[RECORDS PROVIDED start]

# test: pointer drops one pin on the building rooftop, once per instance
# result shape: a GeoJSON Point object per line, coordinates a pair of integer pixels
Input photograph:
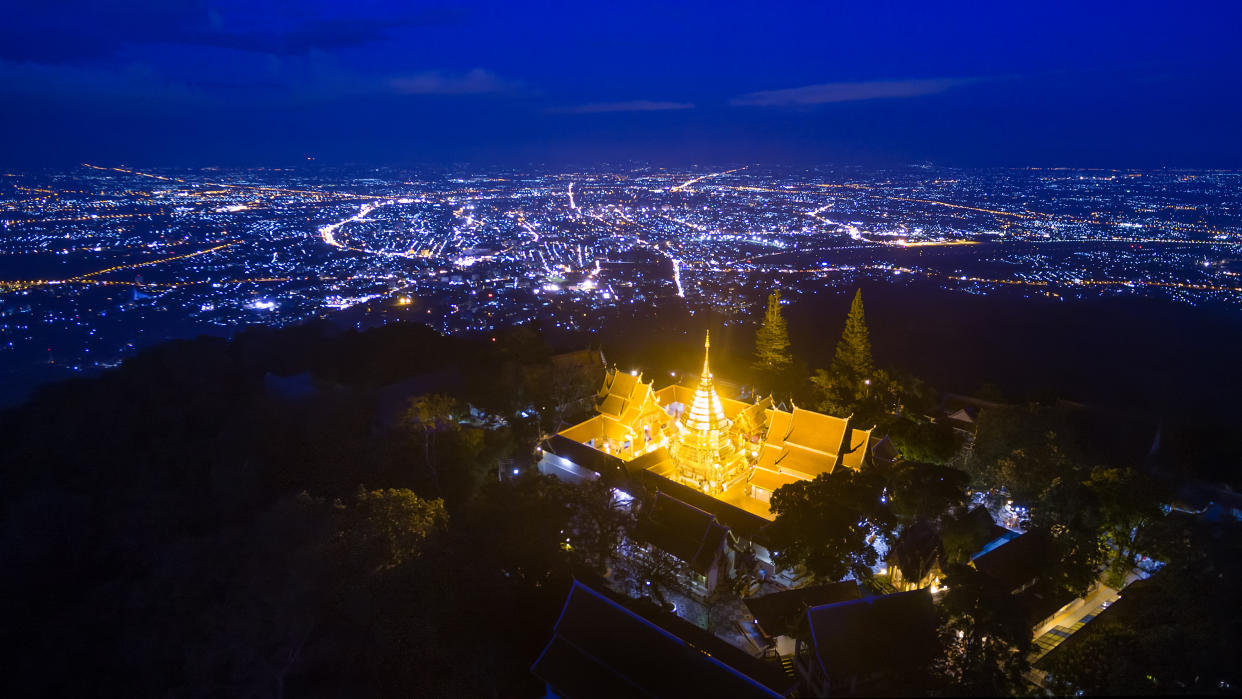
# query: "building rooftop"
{"type": "Point", "coordinates": [600, 648]}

[RECORDS PROVIDED end]

— GIVEN PROBLEM —
Pull out every line of the items above word for word, leaving the pictures out.

— PROBLEM SOLUTION —
# test: pointer drops one pin on the building rooftop, once per instance
# result shape: a GeoJSON Point object per line, coordinates a pair of integer pixels
Input photograph:
# query: "building rooftop"
{"type": "Point", "coordinates": [600, 648]}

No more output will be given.